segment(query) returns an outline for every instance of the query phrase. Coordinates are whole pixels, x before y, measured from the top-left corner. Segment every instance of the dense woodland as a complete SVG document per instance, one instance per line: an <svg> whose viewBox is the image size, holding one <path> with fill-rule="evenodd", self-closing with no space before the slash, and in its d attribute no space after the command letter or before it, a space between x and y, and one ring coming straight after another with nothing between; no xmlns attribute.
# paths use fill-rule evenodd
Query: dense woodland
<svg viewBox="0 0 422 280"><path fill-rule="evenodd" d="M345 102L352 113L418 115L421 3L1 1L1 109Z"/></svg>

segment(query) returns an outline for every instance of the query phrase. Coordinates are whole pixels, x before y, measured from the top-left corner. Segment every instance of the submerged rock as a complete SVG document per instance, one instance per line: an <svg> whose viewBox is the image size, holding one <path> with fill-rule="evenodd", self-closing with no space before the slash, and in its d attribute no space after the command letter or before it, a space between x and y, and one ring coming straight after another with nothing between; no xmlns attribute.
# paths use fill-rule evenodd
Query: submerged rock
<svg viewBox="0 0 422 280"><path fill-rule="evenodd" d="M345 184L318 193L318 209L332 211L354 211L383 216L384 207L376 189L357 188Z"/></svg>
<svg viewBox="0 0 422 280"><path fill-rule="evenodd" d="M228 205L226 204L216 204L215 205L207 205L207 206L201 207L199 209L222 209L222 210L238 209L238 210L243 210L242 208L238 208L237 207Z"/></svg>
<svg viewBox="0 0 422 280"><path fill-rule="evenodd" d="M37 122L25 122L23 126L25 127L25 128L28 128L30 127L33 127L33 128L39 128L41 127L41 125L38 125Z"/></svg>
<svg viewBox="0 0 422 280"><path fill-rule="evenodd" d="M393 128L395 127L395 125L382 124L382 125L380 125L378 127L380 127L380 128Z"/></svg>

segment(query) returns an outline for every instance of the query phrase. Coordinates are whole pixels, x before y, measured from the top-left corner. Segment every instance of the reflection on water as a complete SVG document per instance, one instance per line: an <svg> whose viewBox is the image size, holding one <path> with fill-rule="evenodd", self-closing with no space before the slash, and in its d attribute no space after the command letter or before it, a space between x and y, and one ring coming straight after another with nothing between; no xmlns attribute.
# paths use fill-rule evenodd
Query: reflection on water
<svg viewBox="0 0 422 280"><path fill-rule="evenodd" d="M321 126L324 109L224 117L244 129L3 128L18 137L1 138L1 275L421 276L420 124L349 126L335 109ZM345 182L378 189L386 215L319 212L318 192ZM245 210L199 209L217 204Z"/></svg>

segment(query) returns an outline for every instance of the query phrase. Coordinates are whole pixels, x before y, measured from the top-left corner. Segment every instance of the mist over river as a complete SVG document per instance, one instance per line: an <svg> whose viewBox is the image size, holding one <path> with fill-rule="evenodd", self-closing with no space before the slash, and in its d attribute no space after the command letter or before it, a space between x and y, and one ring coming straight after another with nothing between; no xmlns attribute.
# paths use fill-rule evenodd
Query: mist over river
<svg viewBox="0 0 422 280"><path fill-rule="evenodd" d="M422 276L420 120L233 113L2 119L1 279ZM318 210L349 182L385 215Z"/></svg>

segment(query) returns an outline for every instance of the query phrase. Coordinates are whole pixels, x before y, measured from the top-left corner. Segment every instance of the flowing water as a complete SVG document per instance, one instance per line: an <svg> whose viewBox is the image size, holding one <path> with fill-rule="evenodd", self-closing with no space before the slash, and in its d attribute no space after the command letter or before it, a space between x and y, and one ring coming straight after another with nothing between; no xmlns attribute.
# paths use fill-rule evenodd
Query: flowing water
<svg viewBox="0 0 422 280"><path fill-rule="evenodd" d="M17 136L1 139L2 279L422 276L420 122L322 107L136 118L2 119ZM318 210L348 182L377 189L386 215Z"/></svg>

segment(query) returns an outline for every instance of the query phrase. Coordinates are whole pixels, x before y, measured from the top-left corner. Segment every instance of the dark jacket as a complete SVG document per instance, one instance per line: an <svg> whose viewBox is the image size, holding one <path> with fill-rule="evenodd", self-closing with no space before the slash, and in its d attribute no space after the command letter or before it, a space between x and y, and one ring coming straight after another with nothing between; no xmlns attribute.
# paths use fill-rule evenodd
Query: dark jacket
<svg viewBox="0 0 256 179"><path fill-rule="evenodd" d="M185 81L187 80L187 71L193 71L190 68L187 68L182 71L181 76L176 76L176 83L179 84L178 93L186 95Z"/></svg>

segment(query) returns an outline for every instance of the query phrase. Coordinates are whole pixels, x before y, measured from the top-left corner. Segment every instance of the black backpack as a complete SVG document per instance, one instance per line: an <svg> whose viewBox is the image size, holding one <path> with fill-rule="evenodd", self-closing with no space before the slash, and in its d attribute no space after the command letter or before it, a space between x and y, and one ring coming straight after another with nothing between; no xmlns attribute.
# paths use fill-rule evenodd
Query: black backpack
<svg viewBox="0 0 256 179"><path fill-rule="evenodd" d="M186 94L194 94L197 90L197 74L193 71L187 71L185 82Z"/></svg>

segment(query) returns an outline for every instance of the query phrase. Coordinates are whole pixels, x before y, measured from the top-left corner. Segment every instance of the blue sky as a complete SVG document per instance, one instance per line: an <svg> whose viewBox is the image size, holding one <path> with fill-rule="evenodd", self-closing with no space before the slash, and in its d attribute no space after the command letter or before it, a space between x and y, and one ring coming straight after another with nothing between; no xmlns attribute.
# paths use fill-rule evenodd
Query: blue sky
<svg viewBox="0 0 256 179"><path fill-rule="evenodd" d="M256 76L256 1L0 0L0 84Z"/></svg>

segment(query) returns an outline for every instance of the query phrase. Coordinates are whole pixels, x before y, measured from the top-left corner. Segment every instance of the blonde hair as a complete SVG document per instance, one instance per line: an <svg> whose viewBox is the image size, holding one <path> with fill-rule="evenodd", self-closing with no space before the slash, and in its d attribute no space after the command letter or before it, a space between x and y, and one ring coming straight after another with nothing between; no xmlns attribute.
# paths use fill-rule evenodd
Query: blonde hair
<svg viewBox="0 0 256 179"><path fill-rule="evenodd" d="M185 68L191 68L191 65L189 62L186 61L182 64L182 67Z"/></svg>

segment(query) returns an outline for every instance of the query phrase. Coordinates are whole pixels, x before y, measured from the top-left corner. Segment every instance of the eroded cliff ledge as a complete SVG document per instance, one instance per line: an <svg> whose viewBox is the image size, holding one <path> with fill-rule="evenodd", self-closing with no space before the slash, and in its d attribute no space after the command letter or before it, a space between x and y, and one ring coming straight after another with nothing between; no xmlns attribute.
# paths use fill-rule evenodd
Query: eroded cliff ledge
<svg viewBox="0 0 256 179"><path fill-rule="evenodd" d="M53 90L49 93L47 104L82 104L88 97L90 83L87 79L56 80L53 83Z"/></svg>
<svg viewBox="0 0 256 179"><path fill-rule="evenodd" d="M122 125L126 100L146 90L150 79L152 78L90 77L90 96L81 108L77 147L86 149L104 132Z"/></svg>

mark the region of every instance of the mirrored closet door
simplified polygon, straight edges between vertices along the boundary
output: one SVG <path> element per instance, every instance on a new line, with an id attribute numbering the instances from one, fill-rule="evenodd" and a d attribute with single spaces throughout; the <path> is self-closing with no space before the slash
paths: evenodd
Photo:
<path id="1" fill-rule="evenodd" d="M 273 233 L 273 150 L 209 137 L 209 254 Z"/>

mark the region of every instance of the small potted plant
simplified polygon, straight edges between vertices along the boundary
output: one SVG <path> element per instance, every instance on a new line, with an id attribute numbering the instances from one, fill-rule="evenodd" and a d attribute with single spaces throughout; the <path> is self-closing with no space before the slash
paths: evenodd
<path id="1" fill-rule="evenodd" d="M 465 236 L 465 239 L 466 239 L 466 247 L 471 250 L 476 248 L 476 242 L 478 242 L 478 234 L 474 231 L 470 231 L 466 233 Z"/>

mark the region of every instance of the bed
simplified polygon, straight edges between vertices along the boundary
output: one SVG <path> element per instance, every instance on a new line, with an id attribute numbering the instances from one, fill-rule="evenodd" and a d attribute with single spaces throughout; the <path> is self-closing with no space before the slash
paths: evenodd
———
AIM: Can you return, unchanged, the lines from the one containing "of the flowing" through the one containing "81L187 80L187 71L193", with both of those lines included?

PROBLEM SOLUTION:
segment(query) returns an outline for every instance of the query phrase. Coordinates are whole pixels, x before y, measured from the top-left corner. Segment every instance of the flowing water as a complete SVG document per instance, one instance per line: an <svg> whose viewBox is the image size, holding one <path> with fill-rule="evenodd", self-closing with no space before the slash, and in its d attribute no space after the command letter or before it, a space between x and y, and one ring coming straight after another with nothing between; no xmlns attribute.
# paths use fill-rule evenodd
Query: flowing water
<svg viewBox="0 0 422 280"><path fill-rule="evenodd" d="M17 136L1 139L2 279L422 276L420 122L322 107L136 118L2 119ZM318 210L348 182L377 189L386 215Z"/></svg>

segment(query) returns an outline for every instance of the query phrase. Coordinates are whole pixels, x before y, measured from the top-left corner. Segment every instance of the dark jacket as a complete SVG document per instance, one instance per line: an <svg> whose viewBox is the image size, holding one <path> with fill-rule="evenodd", self-closing with no space before the slash, and in its d attribute no space after the command letter or before it, a space between x and y, and one ring coming straight after another with nothing between; no xmlns attribute.
# paths use fill-rule evenodd
Query: dark jacket
<svg viewBox="0 0 256 179"><path fill-rule="evenodd" d="M185 81L187 80L187 71L193 71L190 68L187 68L182 71L181 76L176 76L176 83L179 84L178 93L186 95Z"/></svg>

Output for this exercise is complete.